[Begin Material supplied]

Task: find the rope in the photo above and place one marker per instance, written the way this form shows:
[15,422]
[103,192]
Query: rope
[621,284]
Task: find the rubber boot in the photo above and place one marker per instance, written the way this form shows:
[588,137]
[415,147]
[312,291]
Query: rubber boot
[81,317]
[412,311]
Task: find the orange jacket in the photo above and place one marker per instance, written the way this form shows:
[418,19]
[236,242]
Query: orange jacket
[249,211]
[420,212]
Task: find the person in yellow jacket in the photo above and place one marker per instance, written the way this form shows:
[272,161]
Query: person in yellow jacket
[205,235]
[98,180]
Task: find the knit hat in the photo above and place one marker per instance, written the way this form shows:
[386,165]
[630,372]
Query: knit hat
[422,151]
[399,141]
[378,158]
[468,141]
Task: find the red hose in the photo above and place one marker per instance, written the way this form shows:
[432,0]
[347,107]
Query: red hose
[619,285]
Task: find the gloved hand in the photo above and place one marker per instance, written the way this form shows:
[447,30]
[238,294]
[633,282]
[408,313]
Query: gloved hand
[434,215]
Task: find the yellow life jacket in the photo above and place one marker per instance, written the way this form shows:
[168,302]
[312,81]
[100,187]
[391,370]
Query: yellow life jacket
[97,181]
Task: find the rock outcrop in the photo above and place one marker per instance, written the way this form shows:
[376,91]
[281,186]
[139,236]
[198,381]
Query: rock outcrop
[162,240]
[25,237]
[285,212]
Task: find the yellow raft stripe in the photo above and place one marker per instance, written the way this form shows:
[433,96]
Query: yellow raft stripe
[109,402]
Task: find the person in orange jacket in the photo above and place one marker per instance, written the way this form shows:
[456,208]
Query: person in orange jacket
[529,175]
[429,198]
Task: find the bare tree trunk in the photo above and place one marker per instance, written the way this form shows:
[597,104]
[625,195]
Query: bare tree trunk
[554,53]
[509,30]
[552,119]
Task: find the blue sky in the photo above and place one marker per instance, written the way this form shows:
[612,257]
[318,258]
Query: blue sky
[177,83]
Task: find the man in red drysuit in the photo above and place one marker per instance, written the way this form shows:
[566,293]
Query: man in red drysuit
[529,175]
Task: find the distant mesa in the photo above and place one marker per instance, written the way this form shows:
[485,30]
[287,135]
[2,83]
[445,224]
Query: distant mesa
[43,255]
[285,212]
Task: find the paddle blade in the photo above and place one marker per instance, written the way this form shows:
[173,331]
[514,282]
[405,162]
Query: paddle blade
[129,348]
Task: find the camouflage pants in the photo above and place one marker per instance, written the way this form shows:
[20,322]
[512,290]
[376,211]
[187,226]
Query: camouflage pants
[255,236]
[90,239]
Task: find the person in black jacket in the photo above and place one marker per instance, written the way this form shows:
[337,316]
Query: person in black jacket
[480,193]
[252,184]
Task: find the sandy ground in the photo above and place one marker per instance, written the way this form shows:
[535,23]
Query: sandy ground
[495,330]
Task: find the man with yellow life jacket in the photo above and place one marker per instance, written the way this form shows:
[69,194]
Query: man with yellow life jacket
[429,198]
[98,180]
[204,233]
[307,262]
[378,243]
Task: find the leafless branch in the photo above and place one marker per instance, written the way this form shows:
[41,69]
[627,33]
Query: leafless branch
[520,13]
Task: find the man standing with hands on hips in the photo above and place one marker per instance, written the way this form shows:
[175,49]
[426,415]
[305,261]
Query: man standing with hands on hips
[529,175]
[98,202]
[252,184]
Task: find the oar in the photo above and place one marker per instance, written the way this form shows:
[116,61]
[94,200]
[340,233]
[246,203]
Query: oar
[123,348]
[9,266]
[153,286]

[End Material supplied]

- [Stated task]: Begin at the line that has "Task: find the man standing" and stop after the last line of the records. Rewrite every line in that span, scaling each coordinate given as an answer by 1.2 and rounding it to a whole number with halves rounded up, and leave all other numbers unchanged.

- [Answer to the task]:
Task: find the man standing with hands on hips in the photo above and place one marker per instance, written the way this form shows:
[175,49]
[426,415]
[305,261]
Query: man standing with hands on hips
[635,210]
[118,242]
[302,221]
Task: find the oar in the photo above and place one marker per instance, written the way this form shows:
[116,61]
[94,200]
[340,233]
[246,203]
Query: oar
[148,418]
[11,319]
[184,343]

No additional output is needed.